EXERCISE AIM:
The task calls for every line of the data to be retyped exactly.

Point-per-instance localization data
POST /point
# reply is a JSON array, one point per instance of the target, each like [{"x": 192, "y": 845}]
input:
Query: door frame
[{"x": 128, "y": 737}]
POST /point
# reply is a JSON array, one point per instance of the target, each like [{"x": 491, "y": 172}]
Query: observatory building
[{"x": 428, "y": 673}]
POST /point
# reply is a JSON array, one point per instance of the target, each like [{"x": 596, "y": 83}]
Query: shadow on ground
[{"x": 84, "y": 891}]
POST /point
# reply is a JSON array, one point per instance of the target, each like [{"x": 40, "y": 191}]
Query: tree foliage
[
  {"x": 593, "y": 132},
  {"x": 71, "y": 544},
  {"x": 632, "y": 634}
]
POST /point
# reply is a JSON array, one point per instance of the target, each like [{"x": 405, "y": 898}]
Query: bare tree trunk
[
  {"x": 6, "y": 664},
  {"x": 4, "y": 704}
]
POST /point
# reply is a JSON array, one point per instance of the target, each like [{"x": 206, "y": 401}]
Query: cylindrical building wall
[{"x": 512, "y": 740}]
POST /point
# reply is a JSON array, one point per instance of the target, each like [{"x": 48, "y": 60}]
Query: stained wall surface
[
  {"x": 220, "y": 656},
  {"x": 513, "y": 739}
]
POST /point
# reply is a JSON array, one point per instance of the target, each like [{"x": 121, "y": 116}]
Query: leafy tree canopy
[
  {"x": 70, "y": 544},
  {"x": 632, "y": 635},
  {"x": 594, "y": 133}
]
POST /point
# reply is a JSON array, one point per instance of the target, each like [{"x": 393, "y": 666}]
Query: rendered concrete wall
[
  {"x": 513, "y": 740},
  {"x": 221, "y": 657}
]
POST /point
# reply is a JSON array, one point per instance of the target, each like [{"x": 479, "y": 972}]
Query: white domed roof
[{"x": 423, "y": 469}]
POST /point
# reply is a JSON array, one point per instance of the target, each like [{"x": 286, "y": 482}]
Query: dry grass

FINAL ANSWER:
POST /point
# reply is a JSON array, one point per instance of the target, each like [{"x": 192, "y": 845}]
input:
Query: door frame
[{"x": 128, "y": 737}]
POST /point
# reply is a JSON array, one point per instance of the target, each like [{"x": 491, "y": 172}]
Query: observatory building
[{"x": 428, "y": 673}]
POST /point
# reply is a JSON array, one point per instance of the target, each like [{"x": 596, "y": 83}]
Query: shadow on ground
[{"x": 84, "y": 891}]
POST /point
# reply is a JSON array, one point per instance of the target, each like [{"x": 40, "y": 191}]
Query: tree foliage
[
  {"x": 593, "y": 132},
  {"x": 71, "y": 544},
  {"x": 632, "y": 634}
]
POST /point
# reply is a JSON array, one point per instance of the target, each like [{"x": 405, "y": 898}]
Query: bare tree trunk
[
  {"x": 6, "y": 664},
  {"x": 4, "y": 704}
]
POST /point
# reply is a JSON array, one point per instance of the target, each like [{"x": 206, "y": 401}]
Query: cylindrical building wall
[{"x": 512, "y": 740}]
POST /point
# reply is a JSON array, one point per instance of the target, each like [{"x": 48, "y": 60}]
Query: stained wall surface
[
  {"x": 220, "y": 656},
  {"x": 513, "y": 739}
]
POST /point
# reply is a JSON array, one point per instance of the target, each like [{"x": 121, "y": 116}]
Query: leafy tree canopy
[
  {"x": 70, "y": 544},
  {"x": 632, "y": 635},
  {"x": 594, "y": 133}
]
POST /point
# reply is a JSON array, one point per instance of the target, each like [{"x": 393, "y": 666}]
Query: rendered concrete wall
[
  {"x": 513, "y": 740},
  {"x": 221, "y": 657}
]
POST /point
# reply is a JSON array, one point per instance of the target, each like [{"x": 479, "y": 972}]
Query: white domed roof
[{"x": 423, "y": 469}]
POST /point
# reply is a JSON array, one point per instance of the target, each like [{"x": 286, "y": 482}]
Query: dry grass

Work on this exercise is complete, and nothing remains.